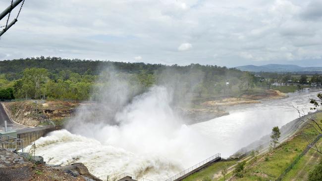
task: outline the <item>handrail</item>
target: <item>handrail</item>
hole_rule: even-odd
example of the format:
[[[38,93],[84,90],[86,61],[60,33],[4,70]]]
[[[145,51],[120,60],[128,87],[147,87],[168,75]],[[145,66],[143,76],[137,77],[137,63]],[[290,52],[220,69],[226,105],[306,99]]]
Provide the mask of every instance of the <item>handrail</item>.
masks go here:
[[[0,145],[3,148],[5,148],[4,146],[4,144],[9,145],[13,145],[14,148],[17,149],[21,149],[23,152],[23,139],[18,138],[17,137],[11,136],[8,135],[2,135],[0,136]],[[11,146],[10,146],[11,147]]]
[[[186,169],[186,170],[181,172],[179,174],[173,176],[172,177],[166,180],[165,181],[173,181],[175,180],[176,179],[179,179],[180,177],[183,176],[184,175],[189,173],[189,172],[192,171],[193,170],[195,170],[195,169],[196,169],[197,168],[199,168],[199,167],[201,167],[201,166],[202,166],[203,165],[205,165],[205,164],[207,164],[207,163],[209,163],[209,162],[211,162],[211,161],[213,161],[214,160],[215,160],[218,158],[220,158],[220,156],[221,156],[221,154],[220,153],[217,153],[215,155],[214,155],[214,156],[212,156],[211,157],[209,157],[209,158],[207,158],[207,159],[206,159],[206,160],[204,160],[204,161],[203,161],[202,162],[200,162],[199,163],[197,163],[197,164],[193,166],[192,167],[190,167],[190,168],[188,168],[187,169]]]
[[[131,174],[129,174],[129,173],[123,173],[123,174],[122,174],[121,175],[119,175],[116,176],[116,177],[115,178],[116,179],[116,180],[118,181],[118,180],[120,180],[121,179],[124,178],[124,177],[127,177],[127,176],[131,177],[132,179],[137,181],[152,181],[151,180],[143,178],[142,178],[142,177],[138,177],[138,176],[137,176],[136,175]]]

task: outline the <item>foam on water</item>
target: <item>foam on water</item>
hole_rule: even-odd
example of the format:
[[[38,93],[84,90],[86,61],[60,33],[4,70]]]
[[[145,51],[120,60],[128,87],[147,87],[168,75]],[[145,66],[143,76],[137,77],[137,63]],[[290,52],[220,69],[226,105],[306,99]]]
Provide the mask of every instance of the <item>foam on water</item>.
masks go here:
[[[228,156],[294,120],[292,105],[307,111],[308,96],[316,93],[236,106],[229,115],[187,126],[171,109],[166,89],[156,87],[117,114],[118,125],[79,121],[72,134],[57,131],[38,139],[36,154],[53,157],[51,164],[82,162],[103,180],[127,172],[164,180],[217,152]]]

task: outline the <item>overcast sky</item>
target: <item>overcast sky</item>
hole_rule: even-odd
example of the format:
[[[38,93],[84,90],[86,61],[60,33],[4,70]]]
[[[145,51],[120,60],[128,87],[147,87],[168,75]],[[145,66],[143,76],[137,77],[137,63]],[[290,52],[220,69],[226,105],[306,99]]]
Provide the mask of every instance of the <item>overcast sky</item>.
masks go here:
[[[322,66],[322,9],[321,0],[25,0],[0,60]]]

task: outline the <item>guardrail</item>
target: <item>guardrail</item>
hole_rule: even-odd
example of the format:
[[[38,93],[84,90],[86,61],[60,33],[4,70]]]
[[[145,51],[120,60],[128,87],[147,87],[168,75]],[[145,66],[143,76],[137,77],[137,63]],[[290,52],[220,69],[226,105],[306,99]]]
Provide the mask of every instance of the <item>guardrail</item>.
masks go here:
━━━
### To be done:
Please count the lines of the records above that contain the string "overcast" and give only that number.

### The answer:
3